* Task instructions
Pick up the forum thread about union and merit-shop contracting and continue it from its final line.

I started out in the merit shop. It was a lot less biased. They have a pile of work and are always working and crossing Pickett lines here and there. Taking busses into other entrances at mills. I'm talking big abc contractors. I don't pick on little ma and pa shops.no. I worked for one of the most hated contractors of the Midwest. I learned a lot. Like having little pride in my craftsmanship. Slap it it so we can get paid and send you down the road to the next job. Or. Lay you off if your not willing to travel. Surprised they didn't make me quit so they could get out of giving me unemployment. No. It was great. They had a gain share. That means if they lost money on another job, the one I made them money on paid the bill and management hid it. Abc is a management organization. Ok for them, but not for employees? That sucks. It all worked out. I am greatful for the local I joined. I don't regret or look back on working abc but wish I could have added to my pension years ago.


----------



## brian john (Mar 11, 2007)

Therer are hacks on both sides of the line and I worked at a union shop that flew men in across picket lines.

Washington Post strike in the late 70's early 80's


No one side has any higher moral standards than the other. JUST my expierence not saying this is not different in different areas

The advantage of unions is they do off worker protection, fair wages, good bennies, and a retirement that follows you from start to grave a MAJOR, MAJOR item in anyones career.


----------



## Rollie73 (Sep 19, 2010)

brian john said:


> In all my years of working I know of two locals that had apprentices sitting as there was no work one was near here and that local has now been swallowed up by our local.
> 
> If there is no work there is no work.

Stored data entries
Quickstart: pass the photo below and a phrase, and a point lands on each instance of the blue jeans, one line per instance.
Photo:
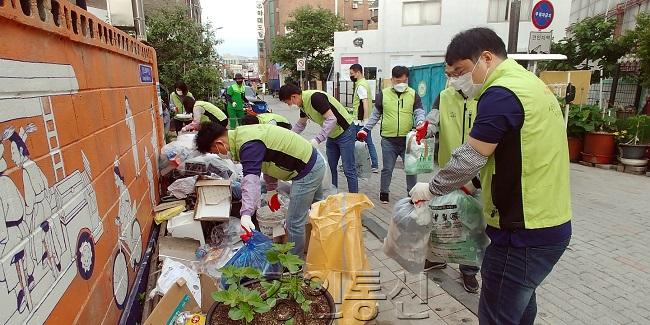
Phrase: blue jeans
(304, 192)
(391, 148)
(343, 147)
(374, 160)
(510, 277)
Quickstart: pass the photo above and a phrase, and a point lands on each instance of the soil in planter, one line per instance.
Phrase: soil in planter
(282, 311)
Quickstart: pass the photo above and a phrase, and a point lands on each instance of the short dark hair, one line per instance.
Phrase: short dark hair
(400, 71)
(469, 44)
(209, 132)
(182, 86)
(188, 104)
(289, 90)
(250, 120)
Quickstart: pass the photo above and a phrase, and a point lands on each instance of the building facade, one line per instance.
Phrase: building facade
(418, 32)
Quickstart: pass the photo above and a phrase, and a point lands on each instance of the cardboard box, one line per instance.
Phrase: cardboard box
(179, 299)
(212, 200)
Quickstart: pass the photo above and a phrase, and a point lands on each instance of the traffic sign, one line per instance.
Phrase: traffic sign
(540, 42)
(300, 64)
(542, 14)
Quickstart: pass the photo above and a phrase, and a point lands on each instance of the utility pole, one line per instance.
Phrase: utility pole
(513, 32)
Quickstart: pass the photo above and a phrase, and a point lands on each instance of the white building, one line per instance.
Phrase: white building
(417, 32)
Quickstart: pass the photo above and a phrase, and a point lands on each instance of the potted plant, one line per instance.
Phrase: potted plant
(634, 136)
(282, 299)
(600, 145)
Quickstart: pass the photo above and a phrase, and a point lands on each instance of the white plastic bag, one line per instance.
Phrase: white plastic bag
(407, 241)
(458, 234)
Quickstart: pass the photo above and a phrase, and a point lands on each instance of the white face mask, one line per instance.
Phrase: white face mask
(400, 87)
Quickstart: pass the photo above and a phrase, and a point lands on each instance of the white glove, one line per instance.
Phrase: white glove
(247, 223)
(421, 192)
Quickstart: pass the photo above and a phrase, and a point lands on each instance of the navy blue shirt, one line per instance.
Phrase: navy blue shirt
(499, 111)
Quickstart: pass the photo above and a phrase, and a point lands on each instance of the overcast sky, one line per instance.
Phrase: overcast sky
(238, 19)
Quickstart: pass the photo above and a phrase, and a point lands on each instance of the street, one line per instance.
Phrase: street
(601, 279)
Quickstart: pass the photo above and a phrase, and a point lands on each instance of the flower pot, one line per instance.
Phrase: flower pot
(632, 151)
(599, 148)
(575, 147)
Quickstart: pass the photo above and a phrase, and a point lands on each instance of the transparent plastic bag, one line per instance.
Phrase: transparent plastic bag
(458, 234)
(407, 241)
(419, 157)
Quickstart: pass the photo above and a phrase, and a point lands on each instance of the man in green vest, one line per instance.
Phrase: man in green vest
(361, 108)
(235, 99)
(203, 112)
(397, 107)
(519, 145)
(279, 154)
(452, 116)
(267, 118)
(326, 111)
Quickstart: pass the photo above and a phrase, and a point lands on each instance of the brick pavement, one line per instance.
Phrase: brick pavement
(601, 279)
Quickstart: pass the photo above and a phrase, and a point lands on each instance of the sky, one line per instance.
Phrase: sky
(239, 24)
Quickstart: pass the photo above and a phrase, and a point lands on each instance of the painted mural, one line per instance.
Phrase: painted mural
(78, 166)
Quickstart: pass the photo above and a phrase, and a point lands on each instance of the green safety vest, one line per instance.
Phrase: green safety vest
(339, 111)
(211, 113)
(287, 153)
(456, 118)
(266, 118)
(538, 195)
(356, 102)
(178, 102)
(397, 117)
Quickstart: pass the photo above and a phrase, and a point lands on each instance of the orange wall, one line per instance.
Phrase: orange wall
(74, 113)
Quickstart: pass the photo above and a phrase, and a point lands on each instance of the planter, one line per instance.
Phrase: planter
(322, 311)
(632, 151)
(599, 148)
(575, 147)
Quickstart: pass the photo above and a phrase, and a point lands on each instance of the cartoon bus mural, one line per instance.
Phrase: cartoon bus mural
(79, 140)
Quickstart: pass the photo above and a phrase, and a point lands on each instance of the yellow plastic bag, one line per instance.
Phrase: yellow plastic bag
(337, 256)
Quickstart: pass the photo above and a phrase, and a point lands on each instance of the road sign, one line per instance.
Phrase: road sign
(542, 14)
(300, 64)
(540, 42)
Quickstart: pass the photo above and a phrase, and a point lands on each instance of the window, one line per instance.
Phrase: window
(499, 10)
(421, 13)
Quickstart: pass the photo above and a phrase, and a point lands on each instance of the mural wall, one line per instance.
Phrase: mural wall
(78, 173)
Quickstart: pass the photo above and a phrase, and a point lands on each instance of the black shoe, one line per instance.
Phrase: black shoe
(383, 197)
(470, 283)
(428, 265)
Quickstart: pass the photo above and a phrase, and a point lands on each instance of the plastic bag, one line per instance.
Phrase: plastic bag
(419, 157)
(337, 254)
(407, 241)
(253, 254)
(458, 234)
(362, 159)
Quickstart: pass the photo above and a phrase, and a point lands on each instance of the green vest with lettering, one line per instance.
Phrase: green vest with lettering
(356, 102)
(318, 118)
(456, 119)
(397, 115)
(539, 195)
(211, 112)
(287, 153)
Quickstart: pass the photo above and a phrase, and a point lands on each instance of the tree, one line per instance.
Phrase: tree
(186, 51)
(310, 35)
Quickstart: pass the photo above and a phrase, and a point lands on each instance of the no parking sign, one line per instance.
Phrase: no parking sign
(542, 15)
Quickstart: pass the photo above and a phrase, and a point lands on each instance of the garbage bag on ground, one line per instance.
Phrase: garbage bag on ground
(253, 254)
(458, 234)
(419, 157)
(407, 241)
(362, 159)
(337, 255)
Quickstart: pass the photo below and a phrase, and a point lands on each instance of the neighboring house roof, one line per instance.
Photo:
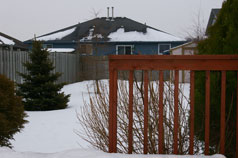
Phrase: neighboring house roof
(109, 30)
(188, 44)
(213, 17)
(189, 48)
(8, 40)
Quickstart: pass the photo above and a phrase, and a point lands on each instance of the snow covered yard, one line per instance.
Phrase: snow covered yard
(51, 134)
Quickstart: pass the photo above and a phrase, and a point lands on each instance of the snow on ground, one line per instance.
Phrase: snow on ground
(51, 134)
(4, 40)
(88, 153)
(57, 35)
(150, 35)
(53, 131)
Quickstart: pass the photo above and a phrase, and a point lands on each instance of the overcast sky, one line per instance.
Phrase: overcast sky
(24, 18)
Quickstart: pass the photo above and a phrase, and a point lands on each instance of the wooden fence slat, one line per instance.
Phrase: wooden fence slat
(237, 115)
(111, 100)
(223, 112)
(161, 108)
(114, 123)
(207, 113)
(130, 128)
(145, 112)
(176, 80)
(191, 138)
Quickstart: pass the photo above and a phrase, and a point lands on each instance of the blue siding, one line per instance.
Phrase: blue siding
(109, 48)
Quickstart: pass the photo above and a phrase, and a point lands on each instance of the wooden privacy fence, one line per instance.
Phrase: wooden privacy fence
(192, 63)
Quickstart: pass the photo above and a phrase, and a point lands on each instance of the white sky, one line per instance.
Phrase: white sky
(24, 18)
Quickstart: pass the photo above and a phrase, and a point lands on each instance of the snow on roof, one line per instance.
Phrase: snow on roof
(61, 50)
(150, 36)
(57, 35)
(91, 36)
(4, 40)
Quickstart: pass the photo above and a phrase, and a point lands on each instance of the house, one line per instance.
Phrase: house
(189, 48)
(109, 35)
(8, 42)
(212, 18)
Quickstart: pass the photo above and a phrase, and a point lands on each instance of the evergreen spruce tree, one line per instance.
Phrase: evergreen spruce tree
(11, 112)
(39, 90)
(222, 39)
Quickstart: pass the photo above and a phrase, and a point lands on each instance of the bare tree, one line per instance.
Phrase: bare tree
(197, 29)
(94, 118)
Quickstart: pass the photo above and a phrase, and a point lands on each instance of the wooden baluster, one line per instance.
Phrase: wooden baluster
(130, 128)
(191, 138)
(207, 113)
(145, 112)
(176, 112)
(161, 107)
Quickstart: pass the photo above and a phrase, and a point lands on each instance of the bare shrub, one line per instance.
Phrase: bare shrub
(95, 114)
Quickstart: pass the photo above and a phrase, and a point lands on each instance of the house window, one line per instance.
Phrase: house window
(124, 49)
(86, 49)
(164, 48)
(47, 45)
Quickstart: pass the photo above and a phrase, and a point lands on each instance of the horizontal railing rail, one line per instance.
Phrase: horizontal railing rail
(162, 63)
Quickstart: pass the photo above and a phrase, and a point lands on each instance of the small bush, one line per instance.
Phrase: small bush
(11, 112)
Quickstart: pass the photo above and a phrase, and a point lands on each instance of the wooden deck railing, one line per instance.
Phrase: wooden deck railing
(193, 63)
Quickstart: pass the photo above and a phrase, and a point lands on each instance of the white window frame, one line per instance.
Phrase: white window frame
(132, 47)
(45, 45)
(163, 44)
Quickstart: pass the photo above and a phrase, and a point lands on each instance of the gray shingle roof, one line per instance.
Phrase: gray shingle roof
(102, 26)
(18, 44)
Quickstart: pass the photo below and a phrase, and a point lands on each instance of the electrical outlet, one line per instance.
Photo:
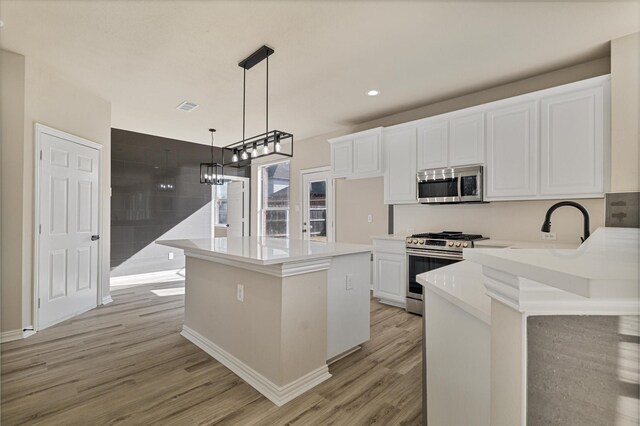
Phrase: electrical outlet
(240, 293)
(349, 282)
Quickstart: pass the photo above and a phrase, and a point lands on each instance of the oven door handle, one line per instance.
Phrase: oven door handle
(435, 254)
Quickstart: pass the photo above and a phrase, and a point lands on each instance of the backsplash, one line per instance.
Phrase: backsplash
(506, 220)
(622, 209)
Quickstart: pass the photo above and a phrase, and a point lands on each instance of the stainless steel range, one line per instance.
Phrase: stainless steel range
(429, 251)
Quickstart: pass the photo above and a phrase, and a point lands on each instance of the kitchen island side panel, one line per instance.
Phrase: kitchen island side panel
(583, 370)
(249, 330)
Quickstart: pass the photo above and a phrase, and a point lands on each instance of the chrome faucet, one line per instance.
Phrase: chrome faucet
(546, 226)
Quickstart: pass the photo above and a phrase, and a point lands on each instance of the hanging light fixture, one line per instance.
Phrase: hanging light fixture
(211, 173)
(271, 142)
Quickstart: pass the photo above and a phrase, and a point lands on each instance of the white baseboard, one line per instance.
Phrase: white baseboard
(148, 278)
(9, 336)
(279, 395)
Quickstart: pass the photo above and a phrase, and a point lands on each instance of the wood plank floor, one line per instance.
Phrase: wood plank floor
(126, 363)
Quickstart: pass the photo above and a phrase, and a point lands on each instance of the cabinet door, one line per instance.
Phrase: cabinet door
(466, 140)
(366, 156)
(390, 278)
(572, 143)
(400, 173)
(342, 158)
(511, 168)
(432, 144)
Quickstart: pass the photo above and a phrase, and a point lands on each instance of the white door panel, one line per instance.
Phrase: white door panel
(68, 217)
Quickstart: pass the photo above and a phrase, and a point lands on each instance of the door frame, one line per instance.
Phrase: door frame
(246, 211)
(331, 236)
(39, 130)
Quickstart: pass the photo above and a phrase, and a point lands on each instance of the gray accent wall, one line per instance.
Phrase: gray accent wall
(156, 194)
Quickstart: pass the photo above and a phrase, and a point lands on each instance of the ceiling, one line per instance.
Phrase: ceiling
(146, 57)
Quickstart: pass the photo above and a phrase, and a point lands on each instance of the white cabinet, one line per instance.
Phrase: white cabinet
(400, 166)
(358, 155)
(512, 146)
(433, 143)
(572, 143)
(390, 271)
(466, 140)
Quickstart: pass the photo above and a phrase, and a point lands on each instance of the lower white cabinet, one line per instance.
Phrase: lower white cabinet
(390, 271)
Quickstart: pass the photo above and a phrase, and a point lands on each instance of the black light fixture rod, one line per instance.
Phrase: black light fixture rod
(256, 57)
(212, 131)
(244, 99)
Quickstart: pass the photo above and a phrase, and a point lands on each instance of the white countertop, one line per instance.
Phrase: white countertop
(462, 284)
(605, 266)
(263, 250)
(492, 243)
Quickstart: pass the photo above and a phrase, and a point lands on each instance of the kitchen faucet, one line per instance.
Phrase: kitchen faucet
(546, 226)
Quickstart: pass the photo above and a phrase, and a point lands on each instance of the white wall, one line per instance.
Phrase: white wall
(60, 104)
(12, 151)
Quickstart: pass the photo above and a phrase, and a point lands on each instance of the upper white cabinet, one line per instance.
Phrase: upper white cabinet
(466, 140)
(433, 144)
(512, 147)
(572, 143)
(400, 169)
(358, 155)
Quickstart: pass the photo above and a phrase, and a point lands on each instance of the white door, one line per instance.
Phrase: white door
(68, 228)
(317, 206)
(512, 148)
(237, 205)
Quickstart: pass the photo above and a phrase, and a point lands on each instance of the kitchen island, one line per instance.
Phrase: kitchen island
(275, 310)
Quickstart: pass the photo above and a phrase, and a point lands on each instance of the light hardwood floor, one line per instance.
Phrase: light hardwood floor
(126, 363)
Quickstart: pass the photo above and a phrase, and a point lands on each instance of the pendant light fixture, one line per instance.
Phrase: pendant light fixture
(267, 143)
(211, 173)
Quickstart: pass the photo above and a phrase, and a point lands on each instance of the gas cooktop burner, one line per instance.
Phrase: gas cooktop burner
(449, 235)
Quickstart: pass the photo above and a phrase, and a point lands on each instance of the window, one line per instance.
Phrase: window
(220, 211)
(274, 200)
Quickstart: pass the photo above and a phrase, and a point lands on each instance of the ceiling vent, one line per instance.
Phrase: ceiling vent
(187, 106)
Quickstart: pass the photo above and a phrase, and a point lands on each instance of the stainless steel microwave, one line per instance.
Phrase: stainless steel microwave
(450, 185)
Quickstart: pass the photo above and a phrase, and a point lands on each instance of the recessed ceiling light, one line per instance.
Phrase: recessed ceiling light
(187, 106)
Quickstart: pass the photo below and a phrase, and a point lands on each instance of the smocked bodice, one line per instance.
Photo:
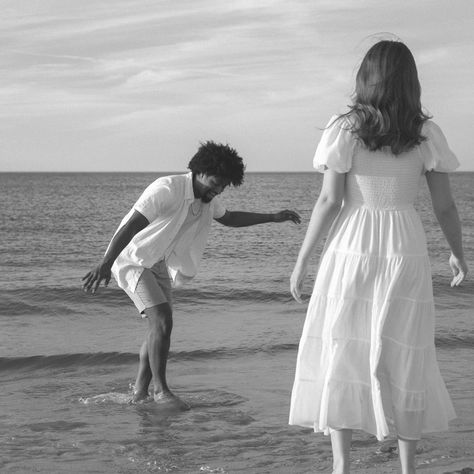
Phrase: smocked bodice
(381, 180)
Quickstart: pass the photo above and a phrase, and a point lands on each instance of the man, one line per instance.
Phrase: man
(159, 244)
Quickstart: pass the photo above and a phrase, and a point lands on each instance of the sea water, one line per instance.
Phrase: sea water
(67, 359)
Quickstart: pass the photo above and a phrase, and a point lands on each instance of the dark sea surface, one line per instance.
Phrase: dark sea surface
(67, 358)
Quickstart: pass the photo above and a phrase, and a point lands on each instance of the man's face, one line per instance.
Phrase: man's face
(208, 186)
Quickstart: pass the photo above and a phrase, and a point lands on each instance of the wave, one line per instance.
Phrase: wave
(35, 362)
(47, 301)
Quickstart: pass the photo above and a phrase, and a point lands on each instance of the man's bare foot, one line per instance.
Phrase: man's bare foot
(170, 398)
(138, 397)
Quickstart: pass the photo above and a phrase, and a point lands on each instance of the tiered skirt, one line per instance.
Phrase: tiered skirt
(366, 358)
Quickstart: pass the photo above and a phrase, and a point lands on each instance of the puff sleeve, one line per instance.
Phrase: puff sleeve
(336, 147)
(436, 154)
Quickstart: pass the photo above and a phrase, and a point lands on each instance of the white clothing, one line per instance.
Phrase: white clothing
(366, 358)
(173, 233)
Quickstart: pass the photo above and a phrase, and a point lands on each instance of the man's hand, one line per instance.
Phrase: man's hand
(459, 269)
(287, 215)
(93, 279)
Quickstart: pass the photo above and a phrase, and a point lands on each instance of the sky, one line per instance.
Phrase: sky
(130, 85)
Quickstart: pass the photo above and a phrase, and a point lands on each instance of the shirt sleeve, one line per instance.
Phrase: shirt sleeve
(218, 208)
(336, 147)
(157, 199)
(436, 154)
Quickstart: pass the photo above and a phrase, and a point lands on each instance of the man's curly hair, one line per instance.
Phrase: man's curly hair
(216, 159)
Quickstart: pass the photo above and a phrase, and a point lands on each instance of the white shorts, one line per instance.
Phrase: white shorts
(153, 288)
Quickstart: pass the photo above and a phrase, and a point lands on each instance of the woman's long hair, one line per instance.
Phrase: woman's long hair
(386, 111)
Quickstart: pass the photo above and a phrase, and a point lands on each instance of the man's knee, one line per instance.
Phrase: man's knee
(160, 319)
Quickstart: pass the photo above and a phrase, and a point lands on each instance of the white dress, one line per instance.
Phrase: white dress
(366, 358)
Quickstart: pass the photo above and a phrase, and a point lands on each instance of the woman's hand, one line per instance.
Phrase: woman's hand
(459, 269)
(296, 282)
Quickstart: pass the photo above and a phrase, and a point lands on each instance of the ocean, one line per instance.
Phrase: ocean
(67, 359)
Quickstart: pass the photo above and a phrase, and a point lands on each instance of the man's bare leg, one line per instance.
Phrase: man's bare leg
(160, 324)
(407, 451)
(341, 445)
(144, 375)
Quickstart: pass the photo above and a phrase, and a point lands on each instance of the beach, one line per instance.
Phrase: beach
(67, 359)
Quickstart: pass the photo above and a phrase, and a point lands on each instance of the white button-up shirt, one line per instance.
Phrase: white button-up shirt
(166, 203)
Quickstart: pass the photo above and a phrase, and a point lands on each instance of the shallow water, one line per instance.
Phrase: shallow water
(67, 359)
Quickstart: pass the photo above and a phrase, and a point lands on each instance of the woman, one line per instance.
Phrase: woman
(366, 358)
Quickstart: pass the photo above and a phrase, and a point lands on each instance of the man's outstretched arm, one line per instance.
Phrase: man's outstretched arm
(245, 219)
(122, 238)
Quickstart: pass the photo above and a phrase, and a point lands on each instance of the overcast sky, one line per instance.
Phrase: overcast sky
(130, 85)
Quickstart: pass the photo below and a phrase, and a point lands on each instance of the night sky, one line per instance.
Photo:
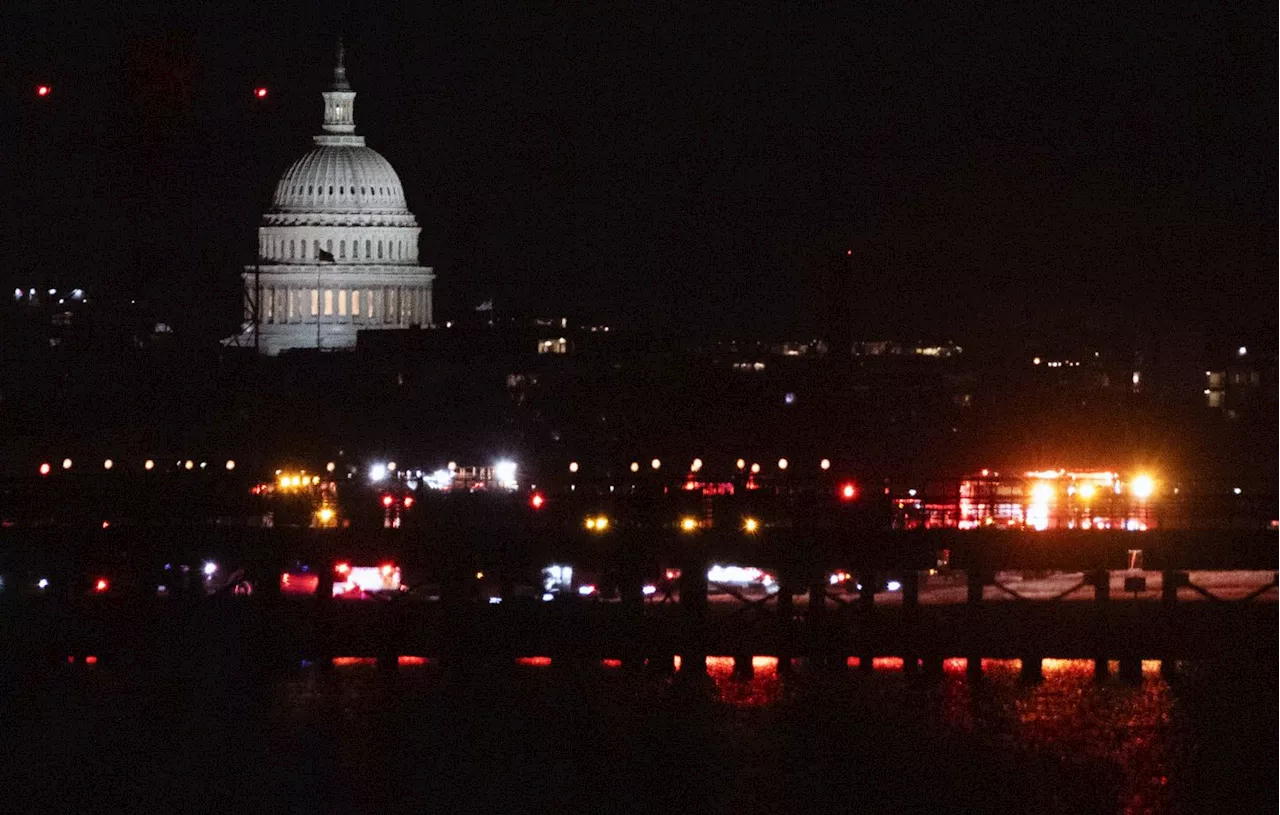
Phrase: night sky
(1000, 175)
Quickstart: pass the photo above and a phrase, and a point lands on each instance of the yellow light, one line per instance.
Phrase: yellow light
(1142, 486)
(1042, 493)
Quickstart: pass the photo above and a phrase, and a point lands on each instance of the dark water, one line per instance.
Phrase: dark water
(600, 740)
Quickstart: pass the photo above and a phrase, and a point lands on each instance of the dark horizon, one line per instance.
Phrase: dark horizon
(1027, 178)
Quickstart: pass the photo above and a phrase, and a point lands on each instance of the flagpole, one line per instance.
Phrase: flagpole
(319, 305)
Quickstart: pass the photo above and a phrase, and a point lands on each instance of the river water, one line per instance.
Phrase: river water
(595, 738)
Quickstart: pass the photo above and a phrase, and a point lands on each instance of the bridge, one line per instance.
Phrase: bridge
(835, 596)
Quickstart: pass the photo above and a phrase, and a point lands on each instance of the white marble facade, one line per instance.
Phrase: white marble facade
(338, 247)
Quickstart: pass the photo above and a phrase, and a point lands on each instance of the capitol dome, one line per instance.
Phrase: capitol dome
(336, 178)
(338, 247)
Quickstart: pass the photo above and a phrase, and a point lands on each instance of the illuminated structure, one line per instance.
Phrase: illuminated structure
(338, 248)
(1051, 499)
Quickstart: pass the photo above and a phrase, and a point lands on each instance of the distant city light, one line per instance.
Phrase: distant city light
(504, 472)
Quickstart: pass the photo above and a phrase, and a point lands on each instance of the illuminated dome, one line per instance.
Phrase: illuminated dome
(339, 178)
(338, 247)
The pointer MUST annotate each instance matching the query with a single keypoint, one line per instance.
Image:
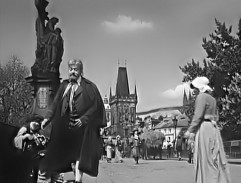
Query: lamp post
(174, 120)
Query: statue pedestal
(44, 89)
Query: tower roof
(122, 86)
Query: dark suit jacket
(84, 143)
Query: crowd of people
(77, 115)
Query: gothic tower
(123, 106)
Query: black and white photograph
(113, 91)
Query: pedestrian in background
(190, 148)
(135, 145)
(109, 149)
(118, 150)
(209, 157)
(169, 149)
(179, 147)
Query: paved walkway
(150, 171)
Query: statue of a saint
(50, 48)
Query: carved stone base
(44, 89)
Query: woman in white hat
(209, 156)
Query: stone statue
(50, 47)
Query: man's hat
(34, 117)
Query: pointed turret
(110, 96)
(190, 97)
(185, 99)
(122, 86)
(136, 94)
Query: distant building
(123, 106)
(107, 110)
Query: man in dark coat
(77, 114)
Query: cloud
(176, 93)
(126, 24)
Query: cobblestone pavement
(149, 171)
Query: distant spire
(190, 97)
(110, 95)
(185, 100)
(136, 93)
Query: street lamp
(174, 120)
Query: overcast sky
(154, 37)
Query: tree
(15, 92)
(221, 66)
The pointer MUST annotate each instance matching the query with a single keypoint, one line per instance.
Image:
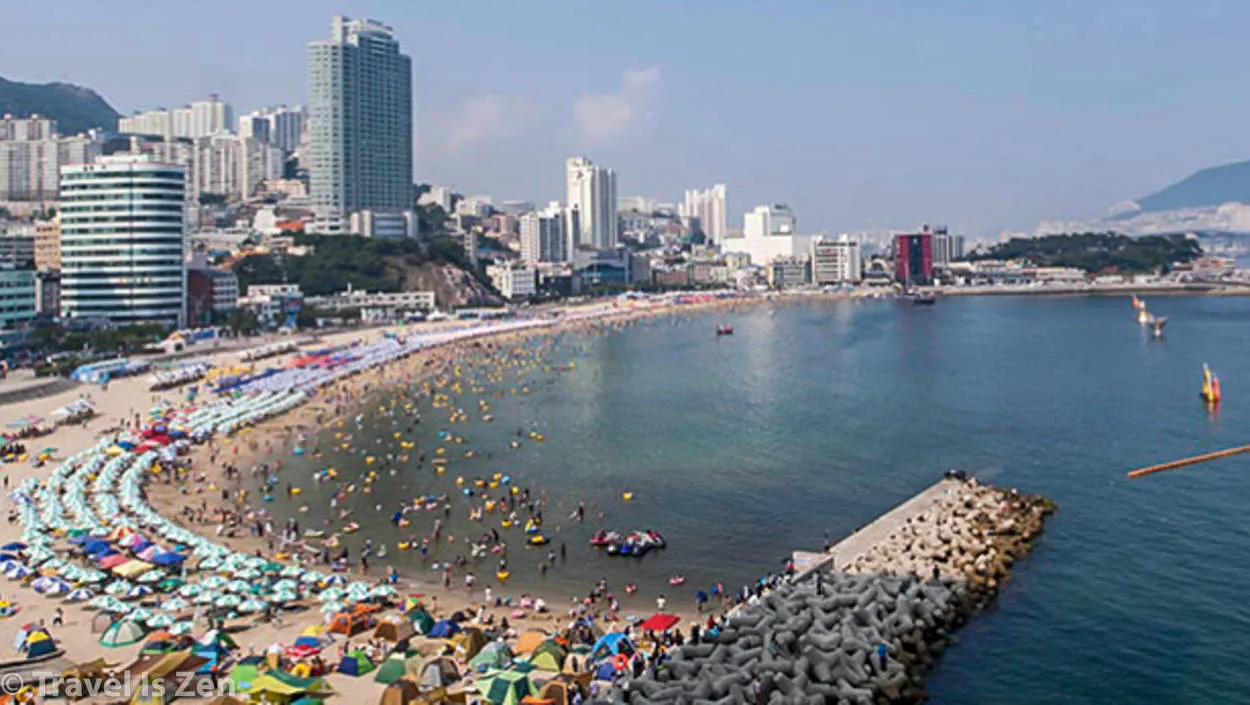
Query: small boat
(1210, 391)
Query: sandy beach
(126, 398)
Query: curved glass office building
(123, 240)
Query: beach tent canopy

* The answer
I can give you a third and fourth local that has apprentices riding the benches. Local 1852 (Cape Breton NS) and Local 625 (Mainland NS) are both in a tough situation right now and we only have about 25% of our apprentices working.


----------



## eejack (Jul 14, 2012)

brian john said:


> Therer are hacks on both sides of the line and I worked at a union shop that flew men in across picket lines.
> 
> Washington Post strike in the late 70's early 80's
> 
> ...


It is not an issue of hackery or moral standards BJ, nor is it an issue of 'sides'.

Unions are collective bargaining units of workers run by those workers.

ABC is all about the contractor. There is no input from the workforce nor is there any true collective bargaining. It is just a new version of the old Company Store mining model.

Personally I am fine with that and commend them for providing for themselves, however, I do find it disingenuous of them to say they are a union.

Their pretense confuses things ( which is helpful to them of course ).

Now if you find that devious and underhanded then perhaps it is a moral issue after all, however I believe most folks here would call that good business practices.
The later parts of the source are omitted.